§ **Brief**
Rewrite the records below with every "Detection brief" swapped for "Annotation brief", keeping everything else unchanged.

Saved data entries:
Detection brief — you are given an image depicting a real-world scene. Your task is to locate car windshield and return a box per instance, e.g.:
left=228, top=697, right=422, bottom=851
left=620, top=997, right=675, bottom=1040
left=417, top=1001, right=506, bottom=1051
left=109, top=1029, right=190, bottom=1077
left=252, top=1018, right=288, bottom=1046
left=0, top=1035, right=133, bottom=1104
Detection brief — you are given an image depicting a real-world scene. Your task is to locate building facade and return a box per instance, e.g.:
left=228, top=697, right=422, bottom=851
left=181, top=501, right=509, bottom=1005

§ **Correct output**
Annotation brief — you are given an image depicting a real-world scene. Your task is to locate car windshield and return a box per instance, e.g.:
left=228, top=697, right=422, bottom=851
left=620, top=997, right=675, bottom=1040
left=417, top=1001, right=506, bottom=1051
left=109, top=1029, right=190, bottom=1077
left=252, top=1018, right=288, bottom=1046
left=0, top=1035, right=133, bottom=1104
Annotation brief — you are given an image depicting a real-world scene. Your task is to locate building facade and return a box per instance, e.g.:
left=228, top=697, right=422, bottom=851
left=181, top=501, right=509, bottom=1005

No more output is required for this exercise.